* Exercise prompt *
In your copy, each line below is repeated exactly and no image appears.

[Dataset entries]
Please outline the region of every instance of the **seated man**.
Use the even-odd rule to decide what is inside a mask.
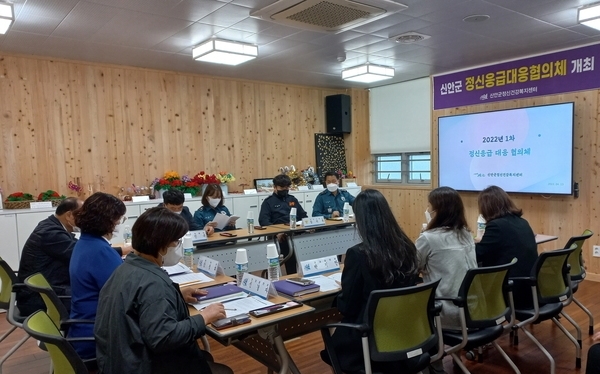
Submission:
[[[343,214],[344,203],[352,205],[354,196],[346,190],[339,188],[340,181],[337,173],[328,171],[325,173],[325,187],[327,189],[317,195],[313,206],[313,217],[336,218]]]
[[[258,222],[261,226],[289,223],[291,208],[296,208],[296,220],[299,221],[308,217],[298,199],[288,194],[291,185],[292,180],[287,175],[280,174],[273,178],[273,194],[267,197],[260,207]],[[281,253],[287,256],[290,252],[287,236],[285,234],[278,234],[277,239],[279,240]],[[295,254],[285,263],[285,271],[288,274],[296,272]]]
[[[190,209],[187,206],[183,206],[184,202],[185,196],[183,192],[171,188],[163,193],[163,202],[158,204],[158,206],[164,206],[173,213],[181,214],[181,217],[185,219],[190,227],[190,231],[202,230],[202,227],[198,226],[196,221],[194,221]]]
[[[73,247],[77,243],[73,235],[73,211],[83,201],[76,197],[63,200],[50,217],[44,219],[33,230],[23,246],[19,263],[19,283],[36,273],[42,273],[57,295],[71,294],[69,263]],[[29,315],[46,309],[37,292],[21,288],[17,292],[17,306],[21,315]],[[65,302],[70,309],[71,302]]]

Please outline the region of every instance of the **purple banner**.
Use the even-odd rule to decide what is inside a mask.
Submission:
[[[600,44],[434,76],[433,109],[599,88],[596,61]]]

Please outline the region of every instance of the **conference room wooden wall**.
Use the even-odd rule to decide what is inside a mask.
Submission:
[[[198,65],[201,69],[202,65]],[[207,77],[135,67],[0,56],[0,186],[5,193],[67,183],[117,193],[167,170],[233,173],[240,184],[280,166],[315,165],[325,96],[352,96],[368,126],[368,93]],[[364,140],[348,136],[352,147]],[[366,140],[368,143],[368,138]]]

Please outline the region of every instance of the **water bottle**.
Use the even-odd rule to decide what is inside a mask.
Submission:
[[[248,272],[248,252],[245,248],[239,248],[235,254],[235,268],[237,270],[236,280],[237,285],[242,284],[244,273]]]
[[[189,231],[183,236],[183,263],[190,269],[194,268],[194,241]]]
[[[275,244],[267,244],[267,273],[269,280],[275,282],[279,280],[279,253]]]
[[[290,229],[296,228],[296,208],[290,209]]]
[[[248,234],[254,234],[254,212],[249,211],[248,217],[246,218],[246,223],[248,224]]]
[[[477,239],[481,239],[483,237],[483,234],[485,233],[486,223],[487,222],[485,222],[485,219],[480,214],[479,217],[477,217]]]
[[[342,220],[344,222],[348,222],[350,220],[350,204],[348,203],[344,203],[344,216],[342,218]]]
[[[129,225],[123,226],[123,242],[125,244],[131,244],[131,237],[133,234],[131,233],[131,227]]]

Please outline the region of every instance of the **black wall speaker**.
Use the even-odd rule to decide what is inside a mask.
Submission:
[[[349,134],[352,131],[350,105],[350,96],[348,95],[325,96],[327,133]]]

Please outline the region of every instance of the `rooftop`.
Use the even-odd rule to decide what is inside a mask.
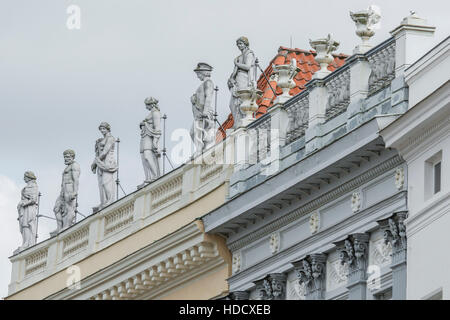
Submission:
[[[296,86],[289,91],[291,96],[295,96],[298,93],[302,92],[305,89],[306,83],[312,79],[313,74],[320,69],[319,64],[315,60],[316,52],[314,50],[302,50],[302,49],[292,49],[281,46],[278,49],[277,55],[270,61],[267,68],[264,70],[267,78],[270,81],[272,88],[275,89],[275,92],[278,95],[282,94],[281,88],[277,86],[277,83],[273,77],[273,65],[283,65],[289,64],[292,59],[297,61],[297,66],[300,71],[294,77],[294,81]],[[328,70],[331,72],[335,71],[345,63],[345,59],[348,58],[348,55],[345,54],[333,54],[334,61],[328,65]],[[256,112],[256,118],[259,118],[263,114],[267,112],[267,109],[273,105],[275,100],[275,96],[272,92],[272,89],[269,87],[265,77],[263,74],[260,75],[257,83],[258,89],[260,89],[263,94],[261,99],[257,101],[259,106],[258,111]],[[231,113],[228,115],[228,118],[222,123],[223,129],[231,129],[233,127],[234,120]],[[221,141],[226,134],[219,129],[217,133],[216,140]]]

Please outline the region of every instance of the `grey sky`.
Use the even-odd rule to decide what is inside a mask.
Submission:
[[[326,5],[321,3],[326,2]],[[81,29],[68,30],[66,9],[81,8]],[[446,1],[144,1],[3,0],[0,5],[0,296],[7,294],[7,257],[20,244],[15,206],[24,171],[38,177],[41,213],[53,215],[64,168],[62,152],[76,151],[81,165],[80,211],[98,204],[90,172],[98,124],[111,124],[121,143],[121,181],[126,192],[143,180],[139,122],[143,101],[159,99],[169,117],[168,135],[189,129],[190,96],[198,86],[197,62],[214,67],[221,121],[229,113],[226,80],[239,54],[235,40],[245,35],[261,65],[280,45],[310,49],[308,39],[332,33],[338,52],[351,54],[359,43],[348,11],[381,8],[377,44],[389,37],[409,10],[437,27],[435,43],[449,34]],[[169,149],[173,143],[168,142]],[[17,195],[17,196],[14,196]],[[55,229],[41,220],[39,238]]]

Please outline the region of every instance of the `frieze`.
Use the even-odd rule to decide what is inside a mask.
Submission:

* Answer for the task *
Please outline the region of every instance of the **seated man**.
Use the even-odd rule to decide what is inside a mask.
Submission:
[[[343,214],[344,203],[352,205],[354,196],[346,190],[339,188],[340,181],[337,173],[328,171],[325,173],[325,187],[327,189],[317,195],[313,206],[313,217],[336,218]]]
[[[258,222],[261,226],[289,223],[291,208],[296,208],[296,220],[299,221],[308,217],[298,199],[288,194],[291,185],[292,180],[287,175],[280,174],[273,178],[273,194],[267,197],[260,207]],[[281,253],[287,256],[290,252],[287,236],[285,234],[278,234],[277,239],[279,240]],[[295,254],[285,263],[285,271],[288,274],[296,272]]]
[[[190,209],[187,206],[183,206],[184,202],[185,196],[183,192],[171,188],[163,193],[163,202],[158,204],[158,206],[164,206],[173,213],[181,214],[181,217],[185,219],[190,227],[190,231],[202,230],[202,227],[198,226],[196,221],[194,221]]]
[[[73,247],[77,243],[73,235],[73,211],[83,201],[76,197],[63,200],[50,217],[44,219],[33,230],[23,246],[19,263],[19,283],[36,273],[42,273],[57,295],[71,294],[69,263]],[[29,315],[46,309],[37,292],[21,288],[17,292],[17,306],[21,315]],[[65,302],[70,309],[71,302]]]

Please outline the region of every instance of the **purple banner**.
Use the even-odd rule to decide what is inside a mask.
Submission:
[[[600,44],[434,76],[433,109],[599,88],[596,61]]]

Please outline the region of every instance of the **conference room wooden wall**.
Use the even-odd rule to decide what is inside a mask.
Submission:
[[[198,65],[201,69],[202,65]],[[207,77],[135,67],[0,56],[0,186],[5,193],[67,183],[117,193],[167,170],[233,173],[240,184],[280,166],[315,165],[325,96],[352,96],[368,126],[368,93]],[[364,140],[348,136],[352,147]],[[366,140],[368,143],[368,138]]]

Please outline the region of every instance of the **water bottle**.
Use the even-odd rule to decide what is inside a mask.
Submission:
[[[248,272],[248,252],[245,248],[239,248],[235,254],[235,268],[237,270],[236,280],[237,285],[242,284],[244,273]]]
[[[189,231],[183,236],[183,263],[190,269],[194,268],[194,241]]]
[[[275,244],[267,244],[267,273],[269,280],[275,282],[279,280],[279,253]]]
[[[290,229],[296,228],[296,208],[290,209]]]
[[[248,234],[254,234],[254,212],[249,211],[248,217],[246,218],[246,223],[248,224]]]
[[[477,239],[481,239],[483,237],[483,234],[485,233],[486,223],[487,222],[485,222],[485,219],[480,214],[479,217],[477,217]]]
[[[342,220],[344,222],[348,222],[350,220],[350,204],[348,203],[344,203],[344,216],[342,218]]]
[[[129,225],[123,226],[123,242],[125,244],[131,244],[131,237],[133,234],[131,233],[131,227]]]

Please outline the region of every instance of the **black wall speaker**.
Use the even-odd rule to decide what is inside a mask.
Submission:
[[[349,134],[352,131],[350,105],[350,96],[348,95],[325,96],[327,133]]]

Please outline the region of every instance of the `rooftop`.
Use the even-odd rule to decide what is inside a mask.
Submission:
[[[296,86],[289,91],[291,96],[295,96],[298,93],[302,92],[305,89],[306,83],[312,79],[313,74],[320,69],[319,64],[315,60],[316,52],[314,50],[302,50],[302,49],[292,49],[281,46],[278,49],[277,55],[270,61],[267,68],[264,70],[267,78],[270,81],[272,88],[275,89],[275,92],[278,95],[282,94],[281,88],[277,86],[277,83],[273,77],[273,65],[283,65],[289,64],[292,59],[297,61],[297,66],[300,71],[294,77],[294,81]],[[328,70],[331,72],[335,71],[345,63],[345,59],[348,58],[348,55],[345,54],[333,54],[334,61],[328,65]],[[256,112],[256,118],[259,118],[263,114],[267,112],[267,109],[273,105],[275,100],[275,96],[272,92],[272,89],[269,87],[265,77],[263,74],[260,75],[257,83],[258,89],[260,89],[263,94],[261,99],[257,101],[259,106],[258,111]],[[231,113],[228,115],[228,118],[222,123],[223,129],[231,129],[233,127],[234,120]],[[221,141],[226,134],[219,129],[217,133],[216,140]]]

Please outline the region of every instance of the `grey sky`.
Use the even-odd rule to decide what is inside a mask.
Submission:
[[[326,5],[321,3],[326,2]],[[81,29],[68,30],[66,9],[81,8]],[[446,1],[144,1],[3,0],[0,5],[0,296],[7,294],[7,257],[20,244],[15,206],[24,171],[38,177],[41,213],[53,215],[64,168],[62,152],[76,151],[81,165],[80,211],[98,204],[90,172],[98,124],[111,124],[121,143],[121,181],[126,192],[143,180],[139,122],[143,101],[159,99],[169,117],[168,135],[189,129],[190,96],[198,86],[197,62],[214,67],[221,121],[229,113],[226,80],[239,54],[235,40],[245,35],[261,65],[280,45],[310,49],[308,39],[332,33],[338,52],[351,54],[359,43],[348,11],[381,8],[377,44],[389,37],[409,10],[437,27],[435,43],[449,34]],[[169,149],[173,143],[168,142]],[[17,195],[17,196],[14,196]],[[55,229],[41,220],[39,238]]]

Please outline the region of every instance of the `frieze`.
Use the even-odd rule to decide what is inside a mask.
Submission:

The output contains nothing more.